> _Task to carry out_:
Output the line that contains "In the photo above, where can the grass" and every line after it to the end of the entries, with nothing added or left out.

> _Records shown_:
┄┄┄┄┄┄
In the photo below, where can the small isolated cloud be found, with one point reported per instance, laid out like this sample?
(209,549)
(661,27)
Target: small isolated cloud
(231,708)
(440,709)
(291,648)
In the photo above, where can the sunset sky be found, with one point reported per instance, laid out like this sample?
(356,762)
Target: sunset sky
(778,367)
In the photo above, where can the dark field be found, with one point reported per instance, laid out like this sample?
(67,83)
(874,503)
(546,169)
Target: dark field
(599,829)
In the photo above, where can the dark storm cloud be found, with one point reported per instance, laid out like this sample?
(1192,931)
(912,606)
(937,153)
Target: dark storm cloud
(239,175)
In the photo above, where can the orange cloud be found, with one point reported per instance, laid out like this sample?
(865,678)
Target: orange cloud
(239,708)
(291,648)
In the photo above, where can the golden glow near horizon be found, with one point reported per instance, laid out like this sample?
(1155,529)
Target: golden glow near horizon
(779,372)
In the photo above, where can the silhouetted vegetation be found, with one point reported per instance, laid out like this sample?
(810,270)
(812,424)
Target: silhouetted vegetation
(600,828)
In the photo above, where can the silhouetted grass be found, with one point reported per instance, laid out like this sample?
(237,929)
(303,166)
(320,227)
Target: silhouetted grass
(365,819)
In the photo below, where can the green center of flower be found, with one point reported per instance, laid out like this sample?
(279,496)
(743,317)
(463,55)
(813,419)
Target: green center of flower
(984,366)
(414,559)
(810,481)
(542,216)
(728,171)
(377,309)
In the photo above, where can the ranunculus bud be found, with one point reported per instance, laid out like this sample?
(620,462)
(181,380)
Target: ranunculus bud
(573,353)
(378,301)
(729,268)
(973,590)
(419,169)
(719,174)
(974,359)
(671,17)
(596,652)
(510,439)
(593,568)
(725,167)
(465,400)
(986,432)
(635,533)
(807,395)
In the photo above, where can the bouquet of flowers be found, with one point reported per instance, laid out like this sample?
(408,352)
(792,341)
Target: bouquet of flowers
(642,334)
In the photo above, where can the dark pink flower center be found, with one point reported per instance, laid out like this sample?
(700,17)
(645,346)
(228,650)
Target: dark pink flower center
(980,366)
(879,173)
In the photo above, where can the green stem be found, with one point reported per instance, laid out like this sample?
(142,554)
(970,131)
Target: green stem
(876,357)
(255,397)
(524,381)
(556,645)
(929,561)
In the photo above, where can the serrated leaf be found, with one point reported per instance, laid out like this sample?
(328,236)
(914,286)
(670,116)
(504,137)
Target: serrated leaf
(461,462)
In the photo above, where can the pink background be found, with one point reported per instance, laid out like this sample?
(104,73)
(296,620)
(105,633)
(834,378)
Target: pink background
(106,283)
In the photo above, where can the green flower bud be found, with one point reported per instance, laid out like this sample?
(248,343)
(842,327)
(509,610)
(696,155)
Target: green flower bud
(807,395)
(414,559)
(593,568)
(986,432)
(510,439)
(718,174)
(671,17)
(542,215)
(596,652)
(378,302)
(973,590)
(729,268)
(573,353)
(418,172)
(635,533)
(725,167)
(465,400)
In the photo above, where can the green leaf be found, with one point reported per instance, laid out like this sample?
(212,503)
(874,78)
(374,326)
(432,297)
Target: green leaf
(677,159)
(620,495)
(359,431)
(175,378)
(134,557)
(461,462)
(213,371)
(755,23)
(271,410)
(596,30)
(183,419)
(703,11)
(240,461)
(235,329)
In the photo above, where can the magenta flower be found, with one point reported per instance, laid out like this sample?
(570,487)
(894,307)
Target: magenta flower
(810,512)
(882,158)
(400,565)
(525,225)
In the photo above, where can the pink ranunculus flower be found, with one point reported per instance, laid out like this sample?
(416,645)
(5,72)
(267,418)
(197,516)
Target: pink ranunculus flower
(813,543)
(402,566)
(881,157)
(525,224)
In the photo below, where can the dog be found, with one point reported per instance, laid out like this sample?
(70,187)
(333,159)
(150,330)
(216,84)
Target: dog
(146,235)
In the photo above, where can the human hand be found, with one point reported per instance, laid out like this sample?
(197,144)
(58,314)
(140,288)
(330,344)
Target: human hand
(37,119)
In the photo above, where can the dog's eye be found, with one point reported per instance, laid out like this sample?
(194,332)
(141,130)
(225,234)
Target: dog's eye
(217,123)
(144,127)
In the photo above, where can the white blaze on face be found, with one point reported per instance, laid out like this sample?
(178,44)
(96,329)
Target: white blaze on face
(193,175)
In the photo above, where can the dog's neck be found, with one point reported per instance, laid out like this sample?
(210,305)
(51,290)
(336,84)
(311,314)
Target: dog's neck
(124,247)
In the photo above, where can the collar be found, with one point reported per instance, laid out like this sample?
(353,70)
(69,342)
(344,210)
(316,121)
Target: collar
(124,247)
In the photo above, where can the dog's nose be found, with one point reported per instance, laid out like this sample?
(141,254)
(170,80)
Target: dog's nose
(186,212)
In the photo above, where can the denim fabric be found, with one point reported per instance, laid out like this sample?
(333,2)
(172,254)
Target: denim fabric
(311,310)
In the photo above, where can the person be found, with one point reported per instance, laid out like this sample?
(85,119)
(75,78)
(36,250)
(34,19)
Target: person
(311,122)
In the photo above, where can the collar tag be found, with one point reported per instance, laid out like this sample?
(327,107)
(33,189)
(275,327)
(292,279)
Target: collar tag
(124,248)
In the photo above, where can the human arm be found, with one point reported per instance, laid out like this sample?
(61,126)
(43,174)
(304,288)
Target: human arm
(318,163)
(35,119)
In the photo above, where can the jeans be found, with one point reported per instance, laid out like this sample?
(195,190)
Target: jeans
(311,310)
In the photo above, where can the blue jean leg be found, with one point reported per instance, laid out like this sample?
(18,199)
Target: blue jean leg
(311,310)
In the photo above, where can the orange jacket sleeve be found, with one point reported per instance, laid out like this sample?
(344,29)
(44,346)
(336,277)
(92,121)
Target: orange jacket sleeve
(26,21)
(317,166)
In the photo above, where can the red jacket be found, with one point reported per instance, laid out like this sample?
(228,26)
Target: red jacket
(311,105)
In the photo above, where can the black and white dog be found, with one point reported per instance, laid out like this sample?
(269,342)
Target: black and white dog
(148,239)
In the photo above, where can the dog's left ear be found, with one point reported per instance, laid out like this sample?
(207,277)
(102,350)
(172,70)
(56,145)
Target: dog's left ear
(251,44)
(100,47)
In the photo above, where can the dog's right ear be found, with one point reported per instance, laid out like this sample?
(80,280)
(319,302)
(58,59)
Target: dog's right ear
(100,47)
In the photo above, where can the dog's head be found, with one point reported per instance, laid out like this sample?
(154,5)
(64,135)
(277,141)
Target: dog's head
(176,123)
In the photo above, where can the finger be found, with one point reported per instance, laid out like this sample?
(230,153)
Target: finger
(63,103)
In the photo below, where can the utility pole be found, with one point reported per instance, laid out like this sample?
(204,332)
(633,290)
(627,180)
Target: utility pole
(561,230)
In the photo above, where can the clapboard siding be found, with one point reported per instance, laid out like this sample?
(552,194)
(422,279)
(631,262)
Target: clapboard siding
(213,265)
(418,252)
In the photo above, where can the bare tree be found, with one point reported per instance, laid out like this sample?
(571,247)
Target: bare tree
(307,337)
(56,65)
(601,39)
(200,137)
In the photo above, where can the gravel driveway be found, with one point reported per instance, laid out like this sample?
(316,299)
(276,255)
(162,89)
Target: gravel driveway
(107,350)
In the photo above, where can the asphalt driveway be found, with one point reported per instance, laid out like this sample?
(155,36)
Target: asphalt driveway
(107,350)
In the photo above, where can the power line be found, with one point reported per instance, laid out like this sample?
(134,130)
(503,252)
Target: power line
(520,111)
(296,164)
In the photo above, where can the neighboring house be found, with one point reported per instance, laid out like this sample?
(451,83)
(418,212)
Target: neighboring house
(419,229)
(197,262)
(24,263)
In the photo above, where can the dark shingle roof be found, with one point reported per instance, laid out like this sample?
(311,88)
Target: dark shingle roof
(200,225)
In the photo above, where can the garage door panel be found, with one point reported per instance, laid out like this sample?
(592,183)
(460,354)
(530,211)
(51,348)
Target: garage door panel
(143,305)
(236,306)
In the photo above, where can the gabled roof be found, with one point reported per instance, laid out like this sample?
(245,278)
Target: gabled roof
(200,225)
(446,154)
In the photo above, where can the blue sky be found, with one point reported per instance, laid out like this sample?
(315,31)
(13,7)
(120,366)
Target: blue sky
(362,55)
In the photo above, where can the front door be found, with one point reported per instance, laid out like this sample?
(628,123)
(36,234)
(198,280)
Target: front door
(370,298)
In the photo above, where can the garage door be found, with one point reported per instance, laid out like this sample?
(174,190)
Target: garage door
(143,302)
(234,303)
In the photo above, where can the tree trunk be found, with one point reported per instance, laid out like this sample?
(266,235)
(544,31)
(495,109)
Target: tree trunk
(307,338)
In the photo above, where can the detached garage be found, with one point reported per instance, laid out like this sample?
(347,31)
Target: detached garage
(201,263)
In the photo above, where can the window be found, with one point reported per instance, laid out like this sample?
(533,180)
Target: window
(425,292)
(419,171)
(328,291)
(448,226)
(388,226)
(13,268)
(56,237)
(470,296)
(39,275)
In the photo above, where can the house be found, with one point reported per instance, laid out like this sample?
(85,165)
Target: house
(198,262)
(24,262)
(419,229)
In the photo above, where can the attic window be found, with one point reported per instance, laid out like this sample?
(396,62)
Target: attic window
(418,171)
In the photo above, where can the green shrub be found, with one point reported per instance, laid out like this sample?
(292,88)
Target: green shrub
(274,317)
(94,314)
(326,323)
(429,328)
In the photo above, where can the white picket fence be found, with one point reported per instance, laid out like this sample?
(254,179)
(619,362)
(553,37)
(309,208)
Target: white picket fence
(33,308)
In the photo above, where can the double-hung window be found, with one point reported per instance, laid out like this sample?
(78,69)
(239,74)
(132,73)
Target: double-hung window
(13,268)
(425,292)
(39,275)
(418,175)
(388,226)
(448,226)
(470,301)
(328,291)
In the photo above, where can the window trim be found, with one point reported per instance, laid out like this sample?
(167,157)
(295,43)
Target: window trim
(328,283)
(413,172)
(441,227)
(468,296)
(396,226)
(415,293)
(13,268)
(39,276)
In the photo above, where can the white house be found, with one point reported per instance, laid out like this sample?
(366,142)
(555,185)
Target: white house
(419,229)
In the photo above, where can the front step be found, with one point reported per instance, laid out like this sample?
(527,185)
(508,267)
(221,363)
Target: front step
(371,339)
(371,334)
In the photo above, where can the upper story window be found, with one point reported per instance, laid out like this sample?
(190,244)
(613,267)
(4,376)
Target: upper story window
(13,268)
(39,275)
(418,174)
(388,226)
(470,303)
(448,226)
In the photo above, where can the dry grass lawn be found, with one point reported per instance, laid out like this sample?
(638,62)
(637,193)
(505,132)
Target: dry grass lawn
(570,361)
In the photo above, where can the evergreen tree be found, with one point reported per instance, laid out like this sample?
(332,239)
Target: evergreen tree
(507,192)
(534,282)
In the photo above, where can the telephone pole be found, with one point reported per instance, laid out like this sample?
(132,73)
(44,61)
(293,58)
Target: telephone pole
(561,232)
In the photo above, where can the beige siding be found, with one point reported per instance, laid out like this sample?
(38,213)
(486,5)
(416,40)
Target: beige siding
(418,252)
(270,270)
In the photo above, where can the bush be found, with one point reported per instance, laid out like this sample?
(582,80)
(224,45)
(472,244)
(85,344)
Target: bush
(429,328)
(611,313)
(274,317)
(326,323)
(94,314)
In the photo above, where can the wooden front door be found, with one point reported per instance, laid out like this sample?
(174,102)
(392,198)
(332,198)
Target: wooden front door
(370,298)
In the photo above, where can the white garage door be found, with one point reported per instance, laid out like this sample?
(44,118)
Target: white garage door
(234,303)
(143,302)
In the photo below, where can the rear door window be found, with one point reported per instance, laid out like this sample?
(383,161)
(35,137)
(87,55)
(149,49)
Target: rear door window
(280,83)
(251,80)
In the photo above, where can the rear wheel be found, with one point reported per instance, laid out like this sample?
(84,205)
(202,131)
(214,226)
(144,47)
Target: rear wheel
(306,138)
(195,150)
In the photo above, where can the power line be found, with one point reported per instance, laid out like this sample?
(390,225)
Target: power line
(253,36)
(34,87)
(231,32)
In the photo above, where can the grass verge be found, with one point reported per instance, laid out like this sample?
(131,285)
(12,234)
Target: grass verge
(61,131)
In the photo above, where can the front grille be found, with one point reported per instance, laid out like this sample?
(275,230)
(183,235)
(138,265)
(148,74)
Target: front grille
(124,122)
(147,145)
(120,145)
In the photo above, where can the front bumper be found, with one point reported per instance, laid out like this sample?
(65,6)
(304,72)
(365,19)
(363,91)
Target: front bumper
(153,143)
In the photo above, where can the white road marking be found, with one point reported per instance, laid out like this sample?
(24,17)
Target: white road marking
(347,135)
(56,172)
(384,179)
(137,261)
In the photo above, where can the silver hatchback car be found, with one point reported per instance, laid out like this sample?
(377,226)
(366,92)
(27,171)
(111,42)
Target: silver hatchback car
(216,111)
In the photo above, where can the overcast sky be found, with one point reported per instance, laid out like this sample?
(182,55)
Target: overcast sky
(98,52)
┄┄┄┄┄┄
> _Output of the exercise_:
In the photo above, where can the grass verge be found, with one point reported per instance, laid out like this sample?
(131,285)
(12,234)
Target: grass verge
(61,131)
In the photo above, where can the front grille be found, with one point reported per instance, laid out like this sample?
(275,230)
(183,235)
(138,265)
(148,74)
Target: front grille
(124,122)
(147,145)
(120,145)
In the photo above, where can the front bumper be found, with one point reported per instance, laid out like this sample?
(65,6)
(304,72)
(365,19)
(363,91)
Target: front bumper
(153,143)
In the photo above, where can the white road marking be found, with one point reported per instance, laid out like this sample?
(24,17)
Target: white road marking
(347,135)
(56,172)
(384,179)
(137,261)
In the photo above, where can the silver hatchback car be found, with one point reported per instance, laid out like this sample?
(377,226)
(366,92)
(27,171)
(111,42)
Target: silver hatchback car
(216,111)
In the photo above, where can the overcast sky be found, with one point reported per instance, laid out like this sample?
(182,55)
Target: overcast sky
(98,52)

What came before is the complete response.